## RECORDS FOR THE EXERCISE
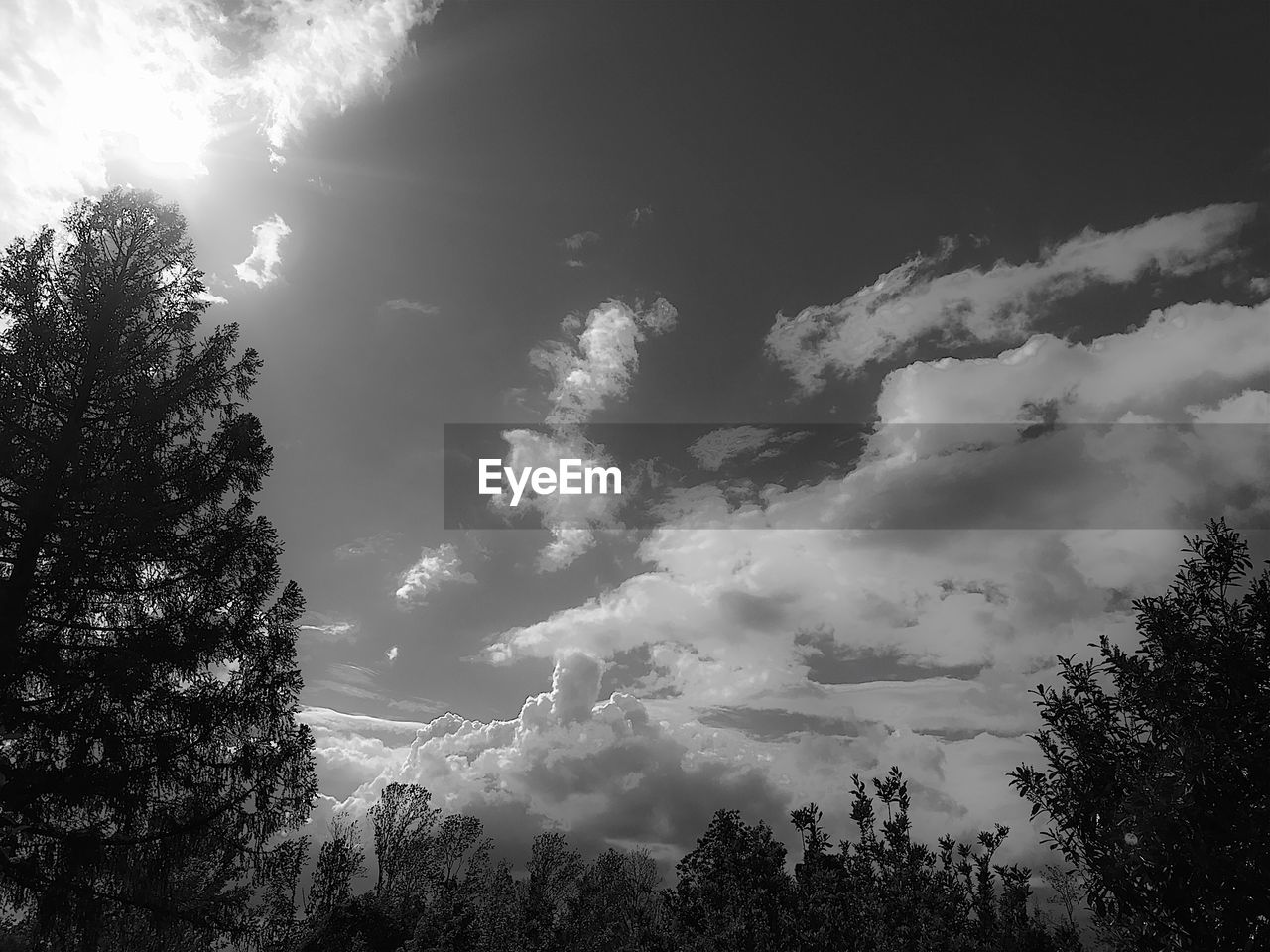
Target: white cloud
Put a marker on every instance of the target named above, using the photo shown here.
(158, 81)
(594, 363)
(721, 613)
(329, 629)
(717, 447)
(402, 304)
(915, 301)
(597, 361)
(572, 520)
(583, 239)
(434, 569)
(601, 769)
(261, 267)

## TASK DESCRIPTION
Take the entries above and set them down exactly, minus the pictures.

## TASK ANSWER
Target: white cloud
Put a marker on every instance of the target named above, using the photo shown here.
(158, 81)
(594, 363)
(721, 613)
(329, 629)
(717, 447)
(402, 304)
(915, 301)
(597, 361)
(572, 520)
(583, 239)
(434, 569)
(601, 769)
(261, 267)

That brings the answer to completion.